§ EXERCISE REQUIREMENTS
Reproduce every one of the following entries verbatim, line for line, with no changes.

§ SOURCE DATA
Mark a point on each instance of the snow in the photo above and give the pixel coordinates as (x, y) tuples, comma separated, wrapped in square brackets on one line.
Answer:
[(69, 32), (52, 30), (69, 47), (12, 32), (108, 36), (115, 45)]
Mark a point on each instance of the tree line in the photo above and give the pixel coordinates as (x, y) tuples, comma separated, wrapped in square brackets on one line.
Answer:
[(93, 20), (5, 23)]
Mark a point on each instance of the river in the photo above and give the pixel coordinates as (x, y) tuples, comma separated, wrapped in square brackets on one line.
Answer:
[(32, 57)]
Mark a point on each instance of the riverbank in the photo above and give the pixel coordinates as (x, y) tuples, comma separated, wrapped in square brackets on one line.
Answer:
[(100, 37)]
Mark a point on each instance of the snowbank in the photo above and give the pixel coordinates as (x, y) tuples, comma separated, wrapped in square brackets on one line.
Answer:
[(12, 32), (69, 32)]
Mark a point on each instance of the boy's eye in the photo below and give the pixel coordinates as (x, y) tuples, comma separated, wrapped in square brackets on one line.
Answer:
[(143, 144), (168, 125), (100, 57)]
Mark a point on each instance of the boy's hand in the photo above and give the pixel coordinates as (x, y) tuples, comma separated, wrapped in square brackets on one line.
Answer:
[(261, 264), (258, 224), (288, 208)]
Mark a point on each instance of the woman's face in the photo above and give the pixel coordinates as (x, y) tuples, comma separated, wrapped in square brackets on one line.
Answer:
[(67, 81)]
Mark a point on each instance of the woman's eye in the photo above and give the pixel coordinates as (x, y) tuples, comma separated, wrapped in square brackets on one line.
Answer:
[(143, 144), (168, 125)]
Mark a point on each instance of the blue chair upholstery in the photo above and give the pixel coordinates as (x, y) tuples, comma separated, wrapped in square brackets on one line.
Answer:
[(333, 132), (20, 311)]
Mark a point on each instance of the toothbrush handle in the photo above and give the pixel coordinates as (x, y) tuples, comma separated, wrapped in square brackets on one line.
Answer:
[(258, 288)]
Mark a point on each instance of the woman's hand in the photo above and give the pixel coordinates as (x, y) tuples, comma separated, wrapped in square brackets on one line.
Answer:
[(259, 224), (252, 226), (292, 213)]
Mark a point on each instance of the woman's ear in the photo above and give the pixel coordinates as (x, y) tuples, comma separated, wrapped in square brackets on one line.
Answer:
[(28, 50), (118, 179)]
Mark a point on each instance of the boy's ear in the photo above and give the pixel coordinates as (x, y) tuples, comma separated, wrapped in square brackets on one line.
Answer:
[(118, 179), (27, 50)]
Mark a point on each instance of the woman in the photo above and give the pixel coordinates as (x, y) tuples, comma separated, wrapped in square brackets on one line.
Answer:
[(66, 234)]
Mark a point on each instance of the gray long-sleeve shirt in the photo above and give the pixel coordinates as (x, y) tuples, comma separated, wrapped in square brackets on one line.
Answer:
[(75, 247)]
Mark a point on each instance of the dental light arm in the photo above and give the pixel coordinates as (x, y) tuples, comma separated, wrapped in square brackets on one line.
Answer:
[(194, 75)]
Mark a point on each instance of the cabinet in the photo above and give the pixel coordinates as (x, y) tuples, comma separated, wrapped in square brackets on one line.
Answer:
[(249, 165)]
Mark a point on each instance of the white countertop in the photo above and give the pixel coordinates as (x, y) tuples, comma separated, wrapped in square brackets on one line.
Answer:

§ RESPONSE BELOW
Mark a point on each instance of the snow in the photo above and give the pixel coordinates as (x, y) tuples, comma separated, wrapped in square brackets on one line.
Answer:
[(69, 32), (52, 30), (69, 47), (12, 32), (108, 36), (115, 45)]
Mark a point on each instance of the tree line in the photo above and give the pixel coordinates as (x, y) tuples, comma separated, wrapped in square brackets on one line.
Answer:
[(93, 20), (5, 23)]
Mark a point on each instance of the river in the photo above and give the pixel coordinates as (x, y) tuples, comma separated, wrapped in square brackets on one line.
Answer:
[(32, 57)]
Mark a point on each instance of the riverbank in the photo above and give the pixel coordinates as (x, y) tuples, comma separated, wrapped in square brackets on one line.
Answer:
[(100, 37)]
Mark a point on each instance of the snowbank in the photo above and give the pixel coordinates as (x, y) tuples, comma separated, wrapped in square brackets on one line.
Answer:
[(12, 32), (69, 32)]
Mark a point on each instance of the boy's eye in the photo below and give the pixel coordinates as (x, y) tuples, comma separated, wrapped in square brackets on one line.
Answer:
[(143, 144), (168, 125), (100, 57)]
Mark a point on each instance of the boy's hand in the photo above and give the pixel coordinates as (x, y) tuples, comma separated, wrapped in square brackets on one line.
Answer:
[(261, 264), (258, 224), (288, 208)]
Mark a point on each instance of the woman's face in the photo above and give the pixel coordinates as (x, y) tuples, comma separated, wrapped in square brackets on one line.
Answer:
[(67, 81)]
Mark a point on each instance of the woman's eye in the photo above and give the pixel coordinates as (x, y) tuples, comma separated, wrapped in square brackets on one line.
Answer:
[(143, 144), (168, 125)]
Mark a point on each instance of the blue chair upholstery in the photo above and give the pixel coordinates as (x, y) tuples, comma separated, wrapped in square brackets on one line.
Answer:
[(333, 132), (20, 311)]
Mark a point on each instance of the toothbrush handle in the photo above and give the pixel coordinates as (x, y) tuples, comma separated, wrapped in square brackets on one line.
Answer:
[(258, 288)]
Mark a point on each instance of the woman's hand in the photo above and give the pixel coordinates as (x, y) tuples, comma separated, wrapped in square brackets on one line.
Answer:
[(259, 224), (252, 226), (292, 213)]
Mark a point on each instance of the woman's ear in the photo above and give the pixel coordinates as (x, y) tuples, comma separated, wrapped in square brackets on one line.
Answer:
[(28, 50), (118, 179)]
Mark a point on each instance of the boy's ear in the photo above and give the pixel coordinates as (x, y) tuples, comma separated, wrapped in square brackets on one line.
Answer:
[(118, 179), (27, 50)]
Mark a point on each instance of the woman in the photo above and give the pixel coordinates as (x, y) tuples, comma separated, wrapped in square brackets on one line.
Answer:
[(66, 234)]
Mark a point on each instance of the gray long-sleeve shirt in the photo above and give the pixel coordinates as (x, y) tuples, comma separated, wrapped in square brackets on one line.
Answer:
[(75, 247)]
Mark a point on each instance of the dental light arm in the photo above and give the pixel coordinates as (x, y) tuples, comma separated, wrapped in square brackets on one line.
Answer:
[(194, 75)]
Mark a point on each instance of the cabinet in the photo above and give the pixel coordinates as (x, y) tuples, comma separated, wrapped in square brackets on one line.
Answer:
[(249, 165)]
Mark a point on each instance of the white countertop in the photo above and give the pixel coordinates as (x, y) tuples, comma separated, wrapped in square brackets on one line.
Answer:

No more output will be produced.